• SELECTION:

Subject: RE: advice on node-set fallback needed
From: "Michael Kay" <mhk@xxxxxxxxx>
Date: Tue, 19 Aug 2003 08:37:05 +0100
RE:  advice on node-set fallback needed
Are you saying MSXML4 gives you a compile-time error for a path
expression that misuses an RTF?

The XSLT 1.0 spec is very unspecific about which errors are compile-time
errors and which are run-time. The spec merely says that this operation
"is not permitted". But you should be able to get it to compile by using
forwards-compatible mode, which you can invoke by setting version="2.0"
(or any value other than 1.0).

The rules for what a 2.0 processor should do when given a stylesheet
that says version="1.0" have not fully stabilised, but the next version
of the spec is likely to say that the processor should give a warning
about possible incompatibilities, and then execute the stylesheet in
backwards-compatible mode. It should not disallow use of 2.0 features
just because the stylesheet says version="1.0". In this case, however,
your stylesheet is using a 2.0 feature so it should say version="2.0".

Michael Kay

> -----Original Message-----
> From: owner-xsl-list@xxxxxxxxxxxxxxxxxxxxxx 
> [mailto:owner-xsl-list@xxxxxxxxxxxxxxxxxxxxxx] On Behalf Of 
> Julian Reschke
> Sent: 18 August 2003 22:37
> To: xsl-list@xxxxxxxxxxxxxxxxxxxxxx
> Subject:  advice on node-set fallback needed
> 
> 
> Hi.

• GOAL A: Decide whether each statement agrees with the message, answering yes or no and quoting the words of the message that settle it. (i) The XSLT 1.0 spec states clearly which errors are compile-time errors. (ii) Forwards-compatible mode can be invoked by setting version="2.0". (iii) The rules for what a 2.0 processor should do with a stylesheet marked version="1.0" have been fully settled.

• DATASET ENTRIES:
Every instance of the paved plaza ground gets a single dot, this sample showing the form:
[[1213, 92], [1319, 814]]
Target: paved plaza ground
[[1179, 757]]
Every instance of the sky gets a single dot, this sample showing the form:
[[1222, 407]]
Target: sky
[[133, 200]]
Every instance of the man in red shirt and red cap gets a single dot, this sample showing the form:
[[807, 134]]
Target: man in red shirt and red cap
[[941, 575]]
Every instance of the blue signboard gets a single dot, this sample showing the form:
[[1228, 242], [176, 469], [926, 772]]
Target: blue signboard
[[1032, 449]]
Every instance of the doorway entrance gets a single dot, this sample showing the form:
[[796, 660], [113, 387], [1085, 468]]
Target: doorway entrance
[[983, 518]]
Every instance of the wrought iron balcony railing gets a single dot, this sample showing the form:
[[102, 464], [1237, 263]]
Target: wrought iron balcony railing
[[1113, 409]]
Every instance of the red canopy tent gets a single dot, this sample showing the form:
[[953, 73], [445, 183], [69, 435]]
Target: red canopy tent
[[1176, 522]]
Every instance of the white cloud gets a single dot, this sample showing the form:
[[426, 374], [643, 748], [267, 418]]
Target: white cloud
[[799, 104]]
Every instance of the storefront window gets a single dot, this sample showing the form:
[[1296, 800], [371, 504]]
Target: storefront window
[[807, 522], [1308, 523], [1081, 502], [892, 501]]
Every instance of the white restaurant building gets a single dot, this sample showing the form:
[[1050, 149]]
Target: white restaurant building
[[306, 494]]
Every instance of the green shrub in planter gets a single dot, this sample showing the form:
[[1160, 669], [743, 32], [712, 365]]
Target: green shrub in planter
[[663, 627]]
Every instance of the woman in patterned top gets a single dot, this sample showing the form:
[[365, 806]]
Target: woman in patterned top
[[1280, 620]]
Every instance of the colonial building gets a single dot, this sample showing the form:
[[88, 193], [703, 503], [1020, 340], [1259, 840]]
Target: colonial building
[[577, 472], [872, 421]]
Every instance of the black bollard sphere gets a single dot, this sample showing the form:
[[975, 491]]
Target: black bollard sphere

• GOAL B: Rewrite the part of the rows that opens with the line containing "Every instance of the black" and runs through the last row, replacing "sphere" with "ball" and leaving everything else unchanged.

• EXERCISE RESULT A:
(i) No: "The XSLT 1.0 spec is very unspecific about which errors are compile-time errors and which are run-time."
(ii) Yes: "which you can invoke by setting version="2.0""
(iii) No: "have not fully stabilised"

• EXERCISE RESULT B:
Every instance of the black bollard ball gets a single dot, this sample showing the form:
[[975, 491]]
Target: black bollard ball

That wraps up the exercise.